**EXERCISE**
Take down each entry exactly as written.

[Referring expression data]
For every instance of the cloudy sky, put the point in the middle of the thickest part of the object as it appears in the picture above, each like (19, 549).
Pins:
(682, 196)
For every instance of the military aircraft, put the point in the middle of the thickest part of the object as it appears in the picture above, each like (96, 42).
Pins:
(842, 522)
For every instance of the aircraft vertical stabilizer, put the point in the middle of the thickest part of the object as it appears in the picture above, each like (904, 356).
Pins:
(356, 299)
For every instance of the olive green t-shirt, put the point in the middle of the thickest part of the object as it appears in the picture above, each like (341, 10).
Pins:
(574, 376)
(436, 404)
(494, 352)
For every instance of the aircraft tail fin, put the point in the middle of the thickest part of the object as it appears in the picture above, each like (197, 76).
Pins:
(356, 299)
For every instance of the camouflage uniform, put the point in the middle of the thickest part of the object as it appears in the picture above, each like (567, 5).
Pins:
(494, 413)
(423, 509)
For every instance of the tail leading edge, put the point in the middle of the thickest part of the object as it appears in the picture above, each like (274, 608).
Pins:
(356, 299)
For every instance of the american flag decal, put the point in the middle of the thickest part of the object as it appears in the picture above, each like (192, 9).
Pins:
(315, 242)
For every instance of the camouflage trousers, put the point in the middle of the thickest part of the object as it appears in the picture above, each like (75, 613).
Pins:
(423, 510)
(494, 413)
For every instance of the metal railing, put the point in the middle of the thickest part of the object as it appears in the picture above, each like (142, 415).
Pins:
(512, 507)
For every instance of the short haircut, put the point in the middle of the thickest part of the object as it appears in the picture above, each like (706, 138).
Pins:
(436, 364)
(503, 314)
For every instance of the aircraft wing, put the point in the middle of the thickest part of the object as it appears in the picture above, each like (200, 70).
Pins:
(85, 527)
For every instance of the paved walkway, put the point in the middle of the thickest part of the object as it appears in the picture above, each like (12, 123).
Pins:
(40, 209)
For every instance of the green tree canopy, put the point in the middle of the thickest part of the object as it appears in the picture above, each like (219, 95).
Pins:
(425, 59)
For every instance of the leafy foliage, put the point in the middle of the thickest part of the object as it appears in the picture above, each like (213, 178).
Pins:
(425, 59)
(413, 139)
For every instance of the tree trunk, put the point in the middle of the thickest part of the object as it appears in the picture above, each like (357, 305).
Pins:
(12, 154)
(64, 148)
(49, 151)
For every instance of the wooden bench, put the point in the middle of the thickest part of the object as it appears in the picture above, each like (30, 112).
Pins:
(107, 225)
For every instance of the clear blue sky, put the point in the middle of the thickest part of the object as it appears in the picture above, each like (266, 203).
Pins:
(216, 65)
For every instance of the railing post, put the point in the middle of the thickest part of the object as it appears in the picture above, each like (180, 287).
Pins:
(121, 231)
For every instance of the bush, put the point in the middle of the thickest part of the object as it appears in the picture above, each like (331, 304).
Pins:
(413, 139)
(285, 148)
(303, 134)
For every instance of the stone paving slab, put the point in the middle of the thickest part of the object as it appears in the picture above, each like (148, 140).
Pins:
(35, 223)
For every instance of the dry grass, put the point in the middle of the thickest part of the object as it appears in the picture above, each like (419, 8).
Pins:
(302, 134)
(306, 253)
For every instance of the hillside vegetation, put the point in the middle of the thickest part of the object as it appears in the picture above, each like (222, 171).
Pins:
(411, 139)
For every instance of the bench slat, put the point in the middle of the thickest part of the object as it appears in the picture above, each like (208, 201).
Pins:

**EXERCISE RESPONSE**
For every instance of the cloudy sky, put the point in the middle of the thickest part of the object as it appears in the picture above, each like (19, 549).
Pins:
(682, 196)
For every instance of the military aircraft, put the point in the middle of the thickest part of the object as it appears in the picture above, each like (96, 42).
Pins:
(842, 522)
For every instance of the aircraft vertical stabilizer, put the point in the middle of the thickest part of the object as it appears in the picture above, each like (904, 356).
Pins:
(356, 299)
For every instance of the olive green t-shirt, put the point in the middle of the thickest part of the object as it appears in the picture above, each like (341, 10).
Pins:
(574, 376)
(436, 404)
(494, 352)
For every instance of the aircraft tail fin, put the point in the middle of the thickest part of the object as it appears in the picture above, each like (197, 76).
Pins:
(356, 299)
For every instance of the camouflage uniform, put the point in the middle of the thickest part of the object as it appears in the picture above, each like (567, 5).
Pins:
(494, 413)
(423, 509)
For every instance of the tail leading edge, put the point in the middle of the thickest part of the object as it appears in the picture above, each like (274, 608).
Pins:
(356, 299)
For every instance of the american flag decal, put the point in the middle of the thickest part of the object as it appears in the picture above, each like (192, 9).
Pins:
(315, 242)
For every instance of the camouflage trousers, put the point in the middle of the thickest part of the object as it appears in the picture above, each like (75, 613).
Pins:
(423, 510)
(494, 413)
For every instance of the metal railing, put the point in the middle of the thickest part of the object as it appears in the picture above, each like (142, 415).
Pins:
(512, 507)
For every instance of the short haircut, put the point in the middle of the thickest part of the object as it appears in the picture above, each like (706, 138).
Pins:
(436, 364)
(503, 314)
For every instance of the aircraft wing, put the point in the middle of the thickest part of the object as it appears in the picture above, each like (200, 70).
Pins:
(85, 527)
For every instance of the paved walkway, put the point in the middle of the thickest part of the object as it appears in the picture above, each like (12, 123).
Pins:
(40, 209)
For every instance of the green tree canopy, put the point in the middle of the thickest part of the object as it appears in the picture above, each like (219, 95).
Pins:
(425, 59)
For every instance of the leafy foliage, put the point in the middle of the thickest part of the object as it appears in the picture above, each like (213, 178).
Pins:
(425, 59)
(413, 139)
For every instance of the tree trunk, put the point in the middle of the thickest part of the object as it appears in the picture above, each like (357, 305).
Pins:
(12, 154)
(64, 148)
(49, 151)
For every instance of the wooden bench, put the point in the middle of the thickest part of the object as it appears in the picture above, each like (30, 112).
Pins:
(107, 225)
For every instance of the clear blue sky, put the point in the middle of the thickest part of the object as it appears in the picture above, each like (266, 203).
Pins:
(216, 65)
For every instance of the railing post, put the point in the middle of the thickest part of the object as it appears in the picture above, each like (180, 287).
Pins:
(121, 231)
For every instance of the bush, put the point in the middle of the thickest part of the object as it appears in the picture above, each like (331, 304).
Pins:
(413, 139)
(285, 148)
(303, 134)
For every instance of the stone paving slab, put the point in the middle of the thickest part of the object as it appears in the picture above, each like (148, 140).
Pins:
(35, 223)
For every instance of the dry grass, put the point in the middle of the thickest part of the object as it appears in the picture above, each like (419, 8).
Pins:
(302, 134)
(306, 253)
For every instance of the hillside vegetation, put the point in the middle of the thickest part of the object as it appears in the picture above, each like (222, 171).
Pins:
(411, 139)
For every instance of the bench slat, put the point in the middle of the thickest part of the object as it appears in the picture above, each like (208, 201).
Pins:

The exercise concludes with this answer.